In a statement issued on Thursday, the company expressed concern over what it described as a “disturbing surge” in attacks on its field workers and third-party partners.

It noted that the affected personnel were mainly engaged in meter installation, revenue collection and maintenance of electricity infrastructure.

According to the firm, the increasing cases of harassment, physical assault and unlawful detention of its workers pose a serious threat to employee safety and the stability of electricity service delivery across its franchise areas.

The Deputy Managing Director, Abubakar Mohammed, said the company would no longer tolerate any form of aggression against its workforce.

“Let this serve as a clear warning to anyone who engages in the assault of our staff. Kaduna Electric will pursue every case to its logical conclusion,” he said.

“We will work closely with security agencies to ensure offenders are brought to justice and face the full weight of the law,” Mohammed added.

He further disclosed that the company would publicly reveal the identities of individuals found culpable.

According to him, names, photographs and other details of offenders would be published on the company’s official platforms as well as in national and local media.

“This measure is intended to ensure accountability and serve as a strong deterrent. Anyone who chooses to attack our personnel should be prepared not only to face prosecution but also public exposure,” he added.

- TASK ITEM A -
Answer these questions about the passage on attacks against Kaduna Electric workers, one answer per line, marked (i), (ii), (iii):
(i) In what work were the affected personnel mainly engaged?
(ii) Who is the company's Deputy Managing Director?
(iii) Where would the details of offenders be published?
- TASK ITEM B -
Summarize the passage on attacks against Kaduna Electric workers in two sentences.
- TASK ITEM C -
Proceed with the passage on attacks against Kaduna Electric workers, starting after its final sentence.

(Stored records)
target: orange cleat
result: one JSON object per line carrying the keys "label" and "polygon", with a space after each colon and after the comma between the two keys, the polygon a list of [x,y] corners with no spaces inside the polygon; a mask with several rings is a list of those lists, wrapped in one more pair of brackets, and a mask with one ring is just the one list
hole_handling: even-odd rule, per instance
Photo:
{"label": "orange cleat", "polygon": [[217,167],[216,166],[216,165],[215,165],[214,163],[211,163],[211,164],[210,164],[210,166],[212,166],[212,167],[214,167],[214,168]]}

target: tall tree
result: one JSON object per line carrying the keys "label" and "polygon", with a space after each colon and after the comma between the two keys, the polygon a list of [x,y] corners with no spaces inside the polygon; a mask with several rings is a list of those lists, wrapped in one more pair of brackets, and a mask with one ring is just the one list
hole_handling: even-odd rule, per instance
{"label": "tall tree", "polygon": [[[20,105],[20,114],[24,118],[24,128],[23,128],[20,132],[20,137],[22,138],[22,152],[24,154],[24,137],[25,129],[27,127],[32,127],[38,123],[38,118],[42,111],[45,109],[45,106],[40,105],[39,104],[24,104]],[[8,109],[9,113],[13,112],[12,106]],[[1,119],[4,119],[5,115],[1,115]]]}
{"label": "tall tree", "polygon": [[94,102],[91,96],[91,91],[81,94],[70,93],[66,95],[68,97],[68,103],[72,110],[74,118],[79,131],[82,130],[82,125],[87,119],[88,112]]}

- FINAL ANSWER A -
(i) Meter installation, revenue collection and maintenance of electricity infrastructure.
(ii) Abubakar Mohammed.
(iii) On the company's official platforms and in national and local media.

- FINAL ANSWER B -
Kaduna Electric expressed concern over a surge in harassment, physical assault and unlawful detention of its field workers and third-party partners, which it said threatens employee safety and the stability of electricity service delivery. Its Deputy Managing Director, Abubakar Mohammed, said the company would work with security agencies to bring offenders to justice and would publish their names, photographs and other details on its official platforms and in the media.

- FINAL ANSWER C -
The company stressed that assaults on utility workers attract serious legal and financial consequences, noting that offenders risk criminal charges that may lead to fines or imprisonment.

It added that perpetrators could also face civil liabilities, including compensation for medical treatment, psychological trauma and loss of work hours.
While condemning the attacks, Kaduna Electric urged customers to adopt peaceful and lawful means of resolving disputes.

It advised aggrieved customers to channel complaints through its customer service units or appropriate regulatory bodies.

The management reaffirmed its commitment to protecting its workforce and partners, stressing that a safe working environment is essential for delivering reliable and efficient electricity services.

Although disputes between electricity providers and consumers are often linked to billing issues, metering challenges and service delivery concerns, the company maintained that such matters must be resolved through dialogue, insisting that violence against its staff will no longer be tolerated.